### 課題概要
以下のデータのうち、文字列「opening」を含む行をすべて特定し、1行ずつ書き写せ。大文字と小文字は区別する。

### データ抜粋
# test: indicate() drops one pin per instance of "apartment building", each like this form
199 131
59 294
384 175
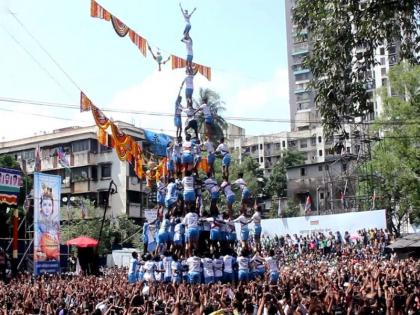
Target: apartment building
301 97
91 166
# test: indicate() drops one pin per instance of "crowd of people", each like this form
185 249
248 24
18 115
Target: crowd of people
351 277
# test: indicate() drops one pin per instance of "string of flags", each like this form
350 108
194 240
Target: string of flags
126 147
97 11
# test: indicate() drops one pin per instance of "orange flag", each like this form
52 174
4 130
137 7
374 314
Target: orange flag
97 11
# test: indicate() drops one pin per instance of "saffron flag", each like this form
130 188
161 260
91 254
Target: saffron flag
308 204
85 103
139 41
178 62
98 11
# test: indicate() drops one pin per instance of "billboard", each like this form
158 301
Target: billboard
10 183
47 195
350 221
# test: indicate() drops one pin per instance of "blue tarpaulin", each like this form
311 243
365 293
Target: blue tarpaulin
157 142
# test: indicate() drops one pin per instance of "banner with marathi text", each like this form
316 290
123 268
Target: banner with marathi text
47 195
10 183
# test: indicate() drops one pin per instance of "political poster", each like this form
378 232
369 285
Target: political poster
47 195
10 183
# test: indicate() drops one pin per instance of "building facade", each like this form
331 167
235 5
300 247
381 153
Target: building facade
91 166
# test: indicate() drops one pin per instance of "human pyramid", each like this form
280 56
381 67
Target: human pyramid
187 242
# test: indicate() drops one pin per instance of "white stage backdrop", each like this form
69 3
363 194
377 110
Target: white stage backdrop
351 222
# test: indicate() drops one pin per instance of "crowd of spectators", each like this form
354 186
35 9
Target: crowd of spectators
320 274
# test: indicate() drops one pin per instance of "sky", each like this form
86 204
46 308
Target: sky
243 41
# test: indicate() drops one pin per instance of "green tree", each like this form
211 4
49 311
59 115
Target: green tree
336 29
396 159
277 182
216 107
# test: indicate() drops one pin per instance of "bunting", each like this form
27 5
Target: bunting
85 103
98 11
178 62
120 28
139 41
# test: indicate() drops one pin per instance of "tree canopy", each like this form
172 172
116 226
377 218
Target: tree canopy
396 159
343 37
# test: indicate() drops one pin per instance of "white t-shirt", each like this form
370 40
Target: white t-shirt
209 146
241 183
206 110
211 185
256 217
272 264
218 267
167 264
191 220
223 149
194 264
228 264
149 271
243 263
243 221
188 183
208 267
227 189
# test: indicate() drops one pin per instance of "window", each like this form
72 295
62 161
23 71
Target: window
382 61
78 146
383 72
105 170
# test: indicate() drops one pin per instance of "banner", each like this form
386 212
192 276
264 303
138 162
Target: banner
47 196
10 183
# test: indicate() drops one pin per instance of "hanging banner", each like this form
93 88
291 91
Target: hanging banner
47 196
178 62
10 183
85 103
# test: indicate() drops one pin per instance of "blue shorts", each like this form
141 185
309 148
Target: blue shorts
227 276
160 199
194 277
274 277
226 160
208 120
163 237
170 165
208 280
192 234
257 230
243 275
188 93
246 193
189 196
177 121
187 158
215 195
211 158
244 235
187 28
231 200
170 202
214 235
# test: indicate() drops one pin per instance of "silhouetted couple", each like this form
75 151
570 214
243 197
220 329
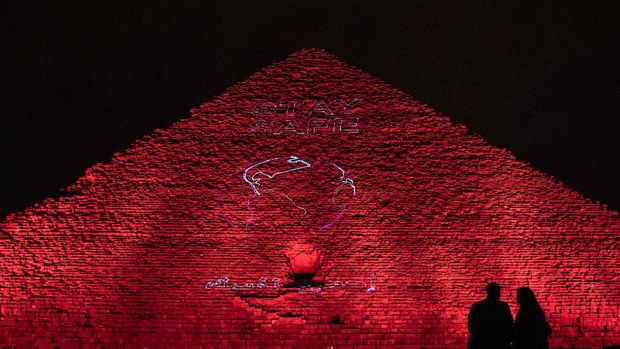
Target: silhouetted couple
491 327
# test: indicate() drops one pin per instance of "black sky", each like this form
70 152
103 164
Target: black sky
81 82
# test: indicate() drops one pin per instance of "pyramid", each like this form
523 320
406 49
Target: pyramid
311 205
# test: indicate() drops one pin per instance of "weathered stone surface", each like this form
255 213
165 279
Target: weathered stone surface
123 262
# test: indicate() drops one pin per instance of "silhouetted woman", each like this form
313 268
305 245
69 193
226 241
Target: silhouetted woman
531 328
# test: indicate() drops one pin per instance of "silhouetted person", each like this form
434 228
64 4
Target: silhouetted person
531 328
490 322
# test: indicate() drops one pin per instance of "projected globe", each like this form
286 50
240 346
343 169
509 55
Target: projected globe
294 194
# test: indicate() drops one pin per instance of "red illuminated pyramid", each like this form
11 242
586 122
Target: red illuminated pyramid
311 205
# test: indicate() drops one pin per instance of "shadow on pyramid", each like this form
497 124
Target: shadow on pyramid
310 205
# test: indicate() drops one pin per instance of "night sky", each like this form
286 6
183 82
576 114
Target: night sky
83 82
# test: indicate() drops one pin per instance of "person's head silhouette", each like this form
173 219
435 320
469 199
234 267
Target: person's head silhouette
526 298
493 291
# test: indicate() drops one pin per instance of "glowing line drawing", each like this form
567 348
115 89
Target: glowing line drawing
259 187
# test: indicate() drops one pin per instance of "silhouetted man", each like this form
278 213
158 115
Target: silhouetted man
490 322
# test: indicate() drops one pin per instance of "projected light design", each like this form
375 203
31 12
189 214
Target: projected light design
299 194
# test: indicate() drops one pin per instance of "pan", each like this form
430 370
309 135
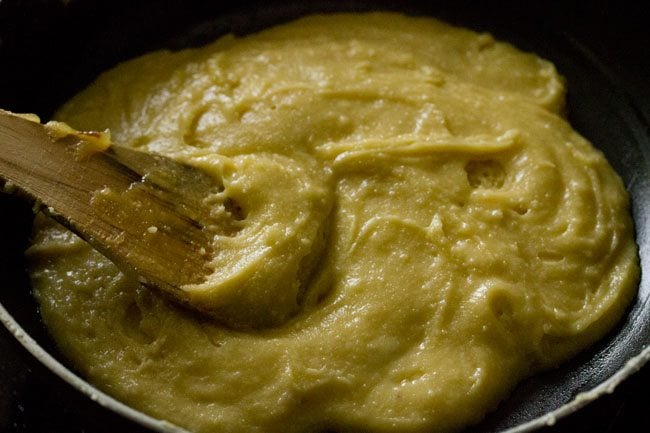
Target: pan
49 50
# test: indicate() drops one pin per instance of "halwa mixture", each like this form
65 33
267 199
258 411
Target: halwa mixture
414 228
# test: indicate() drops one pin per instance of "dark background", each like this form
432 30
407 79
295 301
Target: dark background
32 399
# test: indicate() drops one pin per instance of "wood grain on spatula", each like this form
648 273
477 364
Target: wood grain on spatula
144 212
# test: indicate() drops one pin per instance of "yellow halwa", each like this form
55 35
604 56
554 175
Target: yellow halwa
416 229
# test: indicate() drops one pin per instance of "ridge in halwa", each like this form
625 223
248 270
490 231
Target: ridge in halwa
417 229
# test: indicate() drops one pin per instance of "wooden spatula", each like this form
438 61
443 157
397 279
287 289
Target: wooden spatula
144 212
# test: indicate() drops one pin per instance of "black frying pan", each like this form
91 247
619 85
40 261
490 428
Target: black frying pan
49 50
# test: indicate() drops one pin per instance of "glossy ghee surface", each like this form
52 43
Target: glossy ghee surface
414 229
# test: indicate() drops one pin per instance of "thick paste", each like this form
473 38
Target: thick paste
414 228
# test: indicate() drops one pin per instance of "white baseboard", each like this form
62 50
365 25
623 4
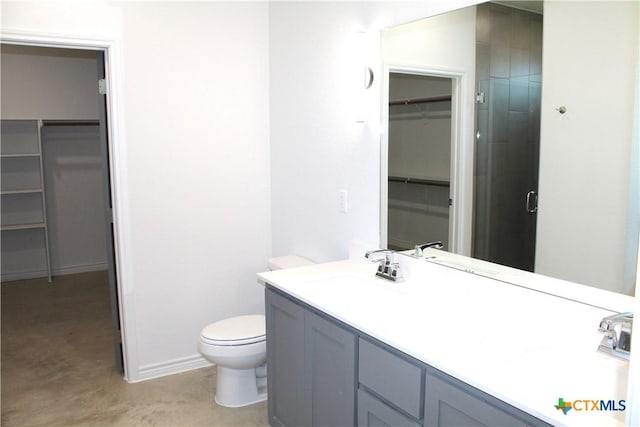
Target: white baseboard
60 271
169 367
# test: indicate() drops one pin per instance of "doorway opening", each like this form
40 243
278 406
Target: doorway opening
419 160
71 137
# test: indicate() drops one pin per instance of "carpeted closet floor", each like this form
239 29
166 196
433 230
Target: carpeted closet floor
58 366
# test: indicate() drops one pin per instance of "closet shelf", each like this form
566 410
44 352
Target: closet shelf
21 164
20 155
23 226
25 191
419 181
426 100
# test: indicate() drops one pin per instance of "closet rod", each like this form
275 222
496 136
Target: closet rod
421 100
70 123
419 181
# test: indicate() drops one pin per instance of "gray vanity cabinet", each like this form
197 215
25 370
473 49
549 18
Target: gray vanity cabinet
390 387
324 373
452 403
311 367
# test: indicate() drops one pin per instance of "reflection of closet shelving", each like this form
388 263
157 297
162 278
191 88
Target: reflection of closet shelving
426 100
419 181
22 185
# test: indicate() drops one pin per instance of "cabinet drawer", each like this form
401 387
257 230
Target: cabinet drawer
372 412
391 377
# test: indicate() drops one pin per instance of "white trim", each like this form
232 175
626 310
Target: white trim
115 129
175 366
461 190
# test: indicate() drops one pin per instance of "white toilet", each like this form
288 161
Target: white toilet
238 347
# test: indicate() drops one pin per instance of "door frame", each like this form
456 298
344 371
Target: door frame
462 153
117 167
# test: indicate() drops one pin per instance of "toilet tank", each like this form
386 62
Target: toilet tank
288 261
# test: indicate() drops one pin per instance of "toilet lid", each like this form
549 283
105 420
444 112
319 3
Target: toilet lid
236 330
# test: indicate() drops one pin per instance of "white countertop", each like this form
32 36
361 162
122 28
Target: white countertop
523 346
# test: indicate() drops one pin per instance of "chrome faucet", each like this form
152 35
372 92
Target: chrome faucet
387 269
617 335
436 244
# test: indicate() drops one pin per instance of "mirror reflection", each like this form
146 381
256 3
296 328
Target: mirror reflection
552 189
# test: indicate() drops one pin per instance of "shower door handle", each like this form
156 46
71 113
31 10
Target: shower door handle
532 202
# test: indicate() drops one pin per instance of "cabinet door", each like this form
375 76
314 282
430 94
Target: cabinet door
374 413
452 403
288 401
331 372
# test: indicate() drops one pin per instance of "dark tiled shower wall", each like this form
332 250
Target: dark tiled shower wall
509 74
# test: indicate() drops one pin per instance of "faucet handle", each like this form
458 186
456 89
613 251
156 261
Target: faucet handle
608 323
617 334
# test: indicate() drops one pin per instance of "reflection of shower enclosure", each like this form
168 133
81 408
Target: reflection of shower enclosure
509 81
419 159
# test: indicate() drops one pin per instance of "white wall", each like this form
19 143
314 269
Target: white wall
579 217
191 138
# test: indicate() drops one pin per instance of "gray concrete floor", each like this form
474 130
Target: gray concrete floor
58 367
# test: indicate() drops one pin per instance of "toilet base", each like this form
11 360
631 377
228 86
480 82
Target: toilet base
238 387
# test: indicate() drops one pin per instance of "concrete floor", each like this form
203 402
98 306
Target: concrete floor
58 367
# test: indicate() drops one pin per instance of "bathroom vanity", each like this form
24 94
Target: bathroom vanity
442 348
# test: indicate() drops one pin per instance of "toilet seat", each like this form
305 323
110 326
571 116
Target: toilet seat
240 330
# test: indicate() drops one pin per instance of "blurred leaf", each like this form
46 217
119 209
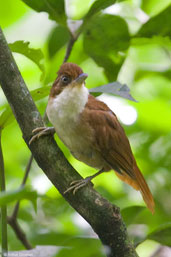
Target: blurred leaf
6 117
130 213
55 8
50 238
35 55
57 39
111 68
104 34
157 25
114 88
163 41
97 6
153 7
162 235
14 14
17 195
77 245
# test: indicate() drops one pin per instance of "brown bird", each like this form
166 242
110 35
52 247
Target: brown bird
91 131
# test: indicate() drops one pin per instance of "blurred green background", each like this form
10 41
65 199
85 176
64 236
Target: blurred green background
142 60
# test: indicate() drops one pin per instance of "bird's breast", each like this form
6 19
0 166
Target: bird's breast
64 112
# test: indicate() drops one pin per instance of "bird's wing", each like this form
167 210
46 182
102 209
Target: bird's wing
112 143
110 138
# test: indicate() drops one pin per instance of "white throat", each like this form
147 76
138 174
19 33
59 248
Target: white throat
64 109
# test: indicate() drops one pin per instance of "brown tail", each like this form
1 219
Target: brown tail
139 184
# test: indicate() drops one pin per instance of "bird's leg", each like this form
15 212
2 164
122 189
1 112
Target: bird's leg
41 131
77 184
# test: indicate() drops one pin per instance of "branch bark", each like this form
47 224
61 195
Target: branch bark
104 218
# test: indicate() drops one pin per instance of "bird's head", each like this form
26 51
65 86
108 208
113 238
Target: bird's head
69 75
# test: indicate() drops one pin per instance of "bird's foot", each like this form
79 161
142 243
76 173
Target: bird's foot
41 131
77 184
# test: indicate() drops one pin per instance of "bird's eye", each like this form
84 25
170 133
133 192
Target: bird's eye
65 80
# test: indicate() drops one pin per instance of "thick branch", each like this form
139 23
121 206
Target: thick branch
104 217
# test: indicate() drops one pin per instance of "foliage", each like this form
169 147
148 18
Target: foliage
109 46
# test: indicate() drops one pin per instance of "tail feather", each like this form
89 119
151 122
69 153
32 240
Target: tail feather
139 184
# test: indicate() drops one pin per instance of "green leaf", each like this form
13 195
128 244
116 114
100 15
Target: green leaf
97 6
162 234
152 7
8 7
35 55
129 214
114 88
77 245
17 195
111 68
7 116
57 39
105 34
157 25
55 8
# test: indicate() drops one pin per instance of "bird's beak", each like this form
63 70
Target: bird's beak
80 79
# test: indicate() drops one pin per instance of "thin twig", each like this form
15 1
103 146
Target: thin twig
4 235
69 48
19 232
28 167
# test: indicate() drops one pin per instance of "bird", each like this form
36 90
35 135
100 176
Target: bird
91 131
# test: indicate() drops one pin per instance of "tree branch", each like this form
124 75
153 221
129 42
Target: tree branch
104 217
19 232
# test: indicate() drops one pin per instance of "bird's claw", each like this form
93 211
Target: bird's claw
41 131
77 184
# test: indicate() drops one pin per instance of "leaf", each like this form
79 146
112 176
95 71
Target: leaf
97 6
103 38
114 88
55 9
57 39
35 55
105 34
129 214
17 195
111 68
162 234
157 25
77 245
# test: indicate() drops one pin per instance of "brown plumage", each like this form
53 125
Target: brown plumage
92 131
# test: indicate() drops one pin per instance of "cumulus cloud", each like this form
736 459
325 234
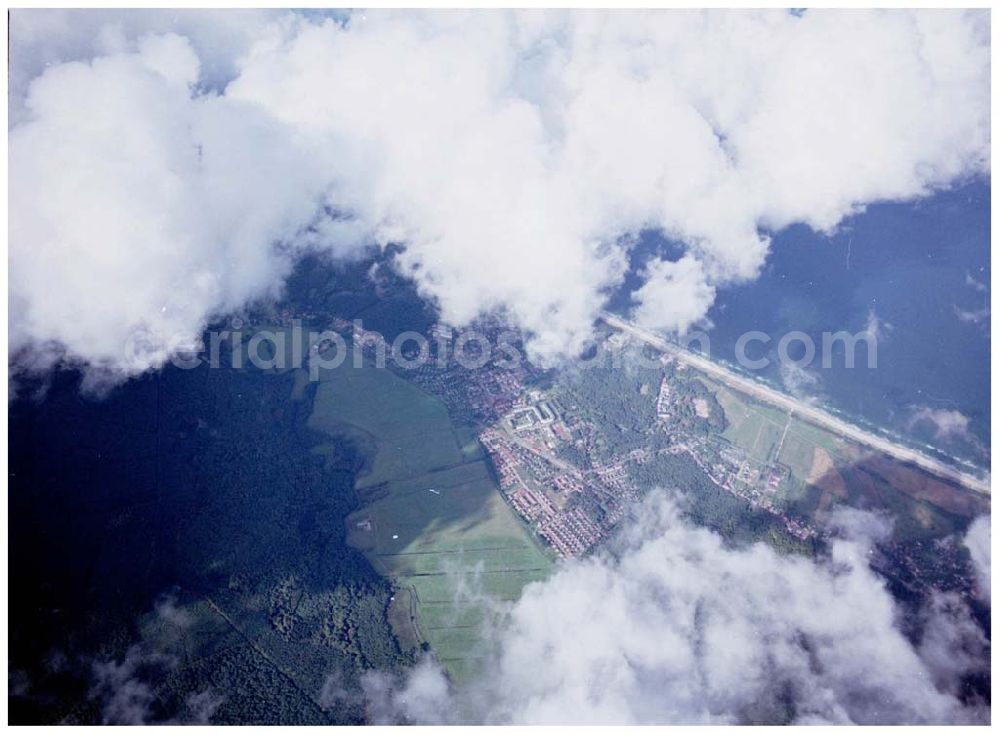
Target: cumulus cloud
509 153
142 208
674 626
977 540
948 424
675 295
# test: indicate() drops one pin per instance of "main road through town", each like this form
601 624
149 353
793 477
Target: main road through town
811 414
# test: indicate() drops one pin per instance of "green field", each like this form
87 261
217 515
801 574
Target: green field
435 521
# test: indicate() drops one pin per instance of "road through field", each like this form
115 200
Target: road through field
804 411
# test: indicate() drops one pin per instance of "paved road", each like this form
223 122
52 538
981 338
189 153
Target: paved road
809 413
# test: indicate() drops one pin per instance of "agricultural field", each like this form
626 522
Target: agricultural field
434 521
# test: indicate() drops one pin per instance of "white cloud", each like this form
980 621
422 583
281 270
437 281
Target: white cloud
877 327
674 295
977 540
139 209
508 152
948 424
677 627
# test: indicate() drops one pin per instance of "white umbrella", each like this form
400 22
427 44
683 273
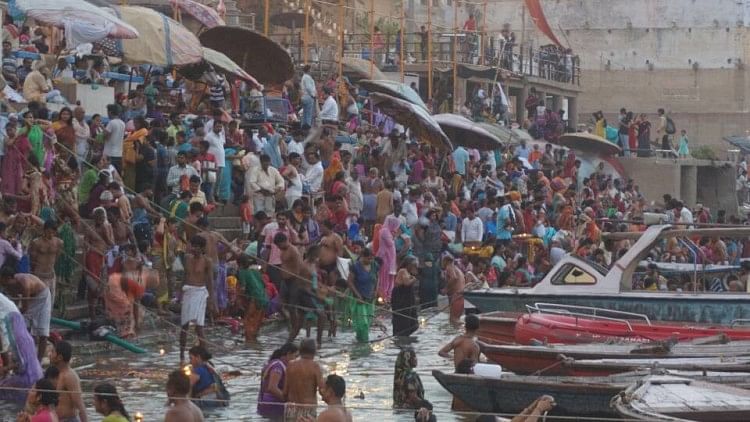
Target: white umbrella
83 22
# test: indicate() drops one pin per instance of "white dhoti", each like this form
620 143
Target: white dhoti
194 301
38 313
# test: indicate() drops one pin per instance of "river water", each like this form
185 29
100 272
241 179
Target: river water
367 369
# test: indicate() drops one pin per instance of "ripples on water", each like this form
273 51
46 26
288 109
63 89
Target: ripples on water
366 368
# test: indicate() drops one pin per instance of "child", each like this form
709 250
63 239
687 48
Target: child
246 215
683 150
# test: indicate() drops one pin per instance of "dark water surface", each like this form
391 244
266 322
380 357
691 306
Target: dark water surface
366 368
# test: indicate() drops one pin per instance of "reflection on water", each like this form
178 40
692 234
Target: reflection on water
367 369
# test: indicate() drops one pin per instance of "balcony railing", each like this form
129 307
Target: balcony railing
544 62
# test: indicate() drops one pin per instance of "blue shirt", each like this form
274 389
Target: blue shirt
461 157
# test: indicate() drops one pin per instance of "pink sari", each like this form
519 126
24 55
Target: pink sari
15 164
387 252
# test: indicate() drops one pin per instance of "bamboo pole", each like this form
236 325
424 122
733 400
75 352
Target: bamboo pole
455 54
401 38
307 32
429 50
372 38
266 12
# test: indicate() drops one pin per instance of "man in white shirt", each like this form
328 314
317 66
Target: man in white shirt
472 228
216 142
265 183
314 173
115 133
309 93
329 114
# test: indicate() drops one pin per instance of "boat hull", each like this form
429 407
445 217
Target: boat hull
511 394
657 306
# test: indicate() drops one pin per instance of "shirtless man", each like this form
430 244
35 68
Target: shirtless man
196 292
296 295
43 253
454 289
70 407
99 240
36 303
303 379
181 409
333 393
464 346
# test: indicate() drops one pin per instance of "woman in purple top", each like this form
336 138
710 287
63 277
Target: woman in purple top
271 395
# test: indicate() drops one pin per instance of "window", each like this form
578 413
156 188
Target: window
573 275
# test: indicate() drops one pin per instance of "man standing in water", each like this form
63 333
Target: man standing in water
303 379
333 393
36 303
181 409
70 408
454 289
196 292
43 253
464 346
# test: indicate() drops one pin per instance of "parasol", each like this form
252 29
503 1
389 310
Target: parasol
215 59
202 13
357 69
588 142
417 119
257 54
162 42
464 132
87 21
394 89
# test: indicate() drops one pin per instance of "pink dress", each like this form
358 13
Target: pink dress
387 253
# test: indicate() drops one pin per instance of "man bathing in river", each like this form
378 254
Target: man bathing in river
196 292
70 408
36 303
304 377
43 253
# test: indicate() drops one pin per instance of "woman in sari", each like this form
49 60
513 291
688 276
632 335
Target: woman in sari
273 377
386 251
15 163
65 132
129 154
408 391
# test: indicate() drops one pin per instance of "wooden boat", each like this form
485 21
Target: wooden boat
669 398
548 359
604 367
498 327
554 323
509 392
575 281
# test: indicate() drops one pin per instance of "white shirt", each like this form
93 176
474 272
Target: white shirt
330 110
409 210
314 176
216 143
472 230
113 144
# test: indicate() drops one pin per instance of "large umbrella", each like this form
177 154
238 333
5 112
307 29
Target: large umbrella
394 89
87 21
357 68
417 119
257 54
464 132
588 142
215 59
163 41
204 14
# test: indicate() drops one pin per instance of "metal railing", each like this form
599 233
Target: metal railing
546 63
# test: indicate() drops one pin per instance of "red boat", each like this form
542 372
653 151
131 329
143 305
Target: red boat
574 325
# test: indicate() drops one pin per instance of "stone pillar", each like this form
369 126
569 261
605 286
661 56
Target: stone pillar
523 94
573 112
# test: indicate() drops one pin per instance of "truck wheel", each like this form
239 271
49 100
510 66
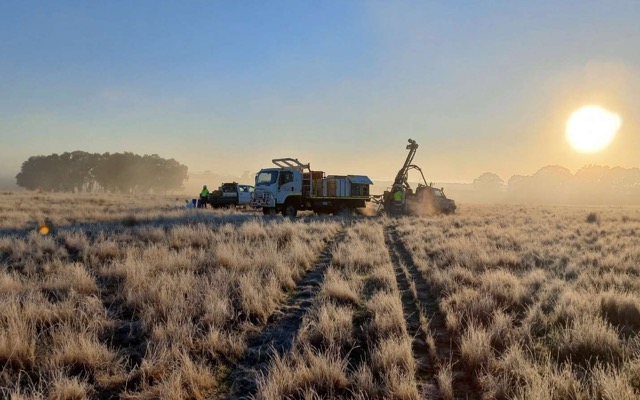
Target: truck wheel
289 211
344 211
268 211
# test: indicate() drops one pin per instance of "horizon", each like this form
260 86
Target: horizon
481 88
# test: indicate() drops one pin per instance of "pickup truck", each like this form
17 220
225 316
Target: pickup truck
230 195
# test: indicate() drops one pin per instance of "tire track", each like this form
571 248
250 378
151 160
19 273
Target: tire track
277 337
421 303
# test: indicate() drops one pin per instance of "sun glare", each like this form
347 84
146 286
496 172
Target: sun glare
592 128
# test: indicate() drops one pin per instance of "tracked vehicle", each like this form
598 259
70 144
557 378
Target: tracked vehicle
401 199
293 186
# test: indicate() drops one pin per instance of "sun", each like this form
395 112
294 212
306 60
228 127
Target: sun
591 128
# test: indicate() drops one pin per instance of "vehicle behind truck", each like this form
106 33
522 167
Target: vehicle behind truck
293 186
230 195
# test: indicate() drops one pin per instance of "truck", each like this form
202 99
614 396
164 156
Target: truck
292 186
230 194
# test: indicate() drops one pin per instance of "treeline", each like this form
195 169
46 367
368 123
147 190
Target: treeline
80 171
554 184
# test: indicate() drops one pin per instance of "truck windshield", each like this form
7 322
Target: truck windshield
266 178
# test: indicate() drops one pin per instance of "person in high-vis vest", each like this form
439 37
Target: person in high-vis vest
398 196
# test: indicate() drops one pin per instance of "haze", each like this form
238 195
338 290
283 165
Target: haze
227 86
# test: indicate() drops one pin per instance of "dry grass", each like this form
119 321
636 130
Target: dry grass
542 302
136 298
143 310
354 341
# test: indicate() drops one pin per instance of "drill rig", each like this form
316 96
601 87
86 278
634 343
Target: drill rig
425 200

### 課題の解答
# test: indicate() drops one pin per instance of "doorway opening", each like this form
Target: doorway opening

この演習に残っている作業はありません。